• EXERCISE: Please copy each line of the listing below precisely, excluding the images.
--- START ---
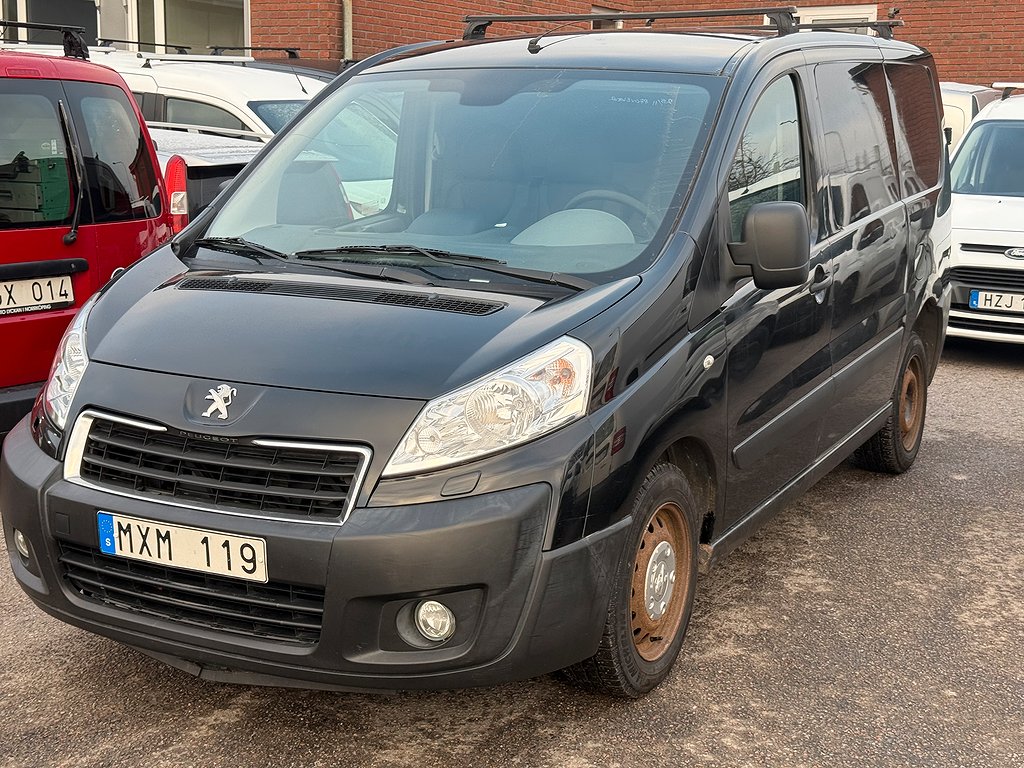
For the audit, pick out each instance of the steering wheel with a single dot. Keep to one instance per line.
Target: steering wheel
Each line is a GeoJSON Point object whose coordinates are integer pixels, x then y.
{"type": "Point", "coordinates": [611, 196]}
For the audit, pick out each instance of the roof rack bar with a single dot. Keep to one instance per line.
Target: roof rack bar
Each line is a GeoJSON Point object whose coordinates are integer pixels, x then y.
{"type": "Point", "coordinates": [882, 29]}
{"type": "Point", "coordinates": [217, 49]}
{"type": "Point", "coordinates": [74, 41]}
{"type": "Point", "coordinates": [105, 41]}
{"type": "Point", "coordinates": [782, 17]}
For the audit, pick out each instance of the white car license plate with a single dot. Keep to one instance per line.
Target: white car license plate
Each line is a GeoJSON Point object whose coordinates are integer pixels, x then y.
{"type": "Point", "coordinates": [1008, 302]}
{"type": "Point", "coordinates": [35, 295]}
{"type": "Point", "coordinates": [182, 547]}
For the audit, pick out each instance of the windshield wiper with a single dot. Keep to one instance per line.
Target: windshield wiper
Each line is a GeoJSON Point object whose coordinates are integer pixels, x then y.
{"type": "Point", "coordinates": [242, 247]}
{"type": "Point", "coordinates": [79, 164]}
{"type": "Point", "coordinates": [258, 253]}
{"type": "Point", "coordinates": [484, 263]}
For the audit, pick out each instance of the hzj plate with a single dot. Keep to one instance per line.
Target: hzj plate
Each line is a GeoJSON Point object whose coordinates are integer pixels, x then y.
{"type": "Point", "coordinates": [36, 295]}
{"type": "Point", "coordinates": [1008, 302]}
{"type": "Point", "coordinates": [182, 547]}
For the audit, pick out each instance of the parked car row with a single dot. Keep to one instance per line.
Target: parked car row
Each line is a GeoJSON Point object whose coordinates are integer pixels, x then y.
{"type": "Point", "coordinates": [488, 353]}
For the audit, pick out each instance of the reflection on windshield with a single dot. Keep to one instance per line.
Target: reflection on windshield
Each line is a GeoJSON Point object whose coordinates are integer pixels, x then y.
{"type": "Point", "coordinates": [566, 171]}
{"type": "Point", "coordinates": [276, 114]}
{"type": "Point", "coordinates": [990, 161]}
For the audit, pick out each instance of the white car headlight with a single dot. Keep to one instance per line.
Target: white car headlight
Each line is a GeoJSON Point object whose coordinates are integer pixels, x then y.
{"type": "Point", "coordinates": [532, 396]}
{"type": "Point", "coordinates": [69, 365]}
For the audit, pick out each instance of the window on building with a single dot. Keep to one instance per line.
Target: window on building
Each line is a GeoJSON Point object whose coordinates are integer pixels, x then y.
{"type": "Point", "coordinates": [77, 12]}
{"type": "Point", "coordinates": [605, 25]}
{"type": "Point", "coordinates": [839, 14]}
{"type": "Point", "coordinates": [195, 23]}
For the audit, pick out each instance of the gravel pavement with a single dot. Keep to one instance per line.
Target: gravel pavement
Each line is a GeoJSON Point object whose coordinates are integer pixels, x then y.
{"type": "Point", "coordinates": [876, 622]}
--- END ---
• PROBLEM SOLUTION:
For the audit, pick out each instance of the steering wheel with a single dot. Keep to one instance per line.
Target: steering wheel
Each line is a GeoJSON Point object whose coordinates are integer pixels, x then y.
{"type": "Point", "coordinates": [611, 196]}
For the audit, pick out each instance of the roof rack bar with a single dot. Keep to one instance per line.
Target: roof rack bar
Each line is a GeoJSON Point object whose coordinates are integer pixels, x then y.
{"type": "Point", "coordinates": [882, 29]}
{"type": "Point", "coordinates": [217, 49]}
{"type": "Point", "coordinates": [74, 41]}
{"type": "Point", "coordinates": [105, 41]}
{"type": "Point", "coordinates": [782, 17]}
For the audit, pick out each instance of the white car license plate with a single dot. Keep to one instance per line.
Target: white car license plate
Each line is a GeoJSON Point object whose coordinates are integer pixels, x then y.
{"type": "Point", "coordinates": [1008, 302]}
{"type": "Point", "coordinates": [35, 295]}
{"type": "Point", "coordinates": [182, 547]}
For the audit, pick out each instance of the windshield wiper with a single dot. Keep to one instance per line.
Target: windshield wiper
Each line is a GeoJSON Point object whose coordinates are integer pixels, x then y.
{"type": "Point", "coordinates": [242, 247]}
{"type": "Point", "coordinates": [79, 164]}
{"type": "Point", "coordinates": [258, 253]}
{"type": "Point", "coordinates": [484, 263]}
For the audit, pick out each instance of the hzj plate with a single dot. Keep to one instance per line.
Target: hzj plate
Each line is a GeoJSON Point object whose coordinates are integer pixels, x then y.
{"type": "Point", "coordinates": [36, 295]}
{"type": "Point", "coordinates": [1008, 302]}
{"type": "Point", "coordinates": [182, 547]}
For the audit, pick out each instance of the parked car row with a single dot. Keep to one instance per line.
Target: parked car row
Each line is a GeoJSON Point object whose coordinates are integer pixels, x then y.
{"type": "Point", "coordinates": [488, 353]}
For the audit, pick out each instance of the reflection on windshield with a single dot. Keep to one instance per line.
Target: reflection on windshield
Each line is a GeoJSON Point object whose coordinates are integer pixels, x then y.
{"type": "Point", "coordinates": [566, 171]}
{"type": "Point", "coordinates": [276, 114]}
{"type": "Point", "coordinates": [990, 161]}
For the audit, pick out each instance of the white car headlight with a single dot. Keep to one instance per line.
Target: white car headlight
Each line is a GeoJSON Point object whose coordinates are integer pixels, x then y.
{"type": "Point", "coordinates": [532, 396]}
{"type": "Point", "coordinates": [69, 365]}
For the audit, pick out each instance of the window on building with a single dot. Keep to one instance per line.
Target: window on building
Each line is a GeoJSON Point object whose coordinates are integer pixels, x then y.
{"type": "Point", "coordinates": [77, 12]}
{"type": "Point", "coordinates": [605, 25]}
{"type": "Point", "coordinates": [839, 14]}
{"type": "Point", "coordinates": [195, 23]}
For the audit, pick out each instance of the gravel pavement with a single dot. Keep to one instance per line.
Target: gravel pavement
Each line is a GeoJSON Point object whose coordinates are integer pixels, x then y.
{"type": "Point", "coordinates": [876, 622]}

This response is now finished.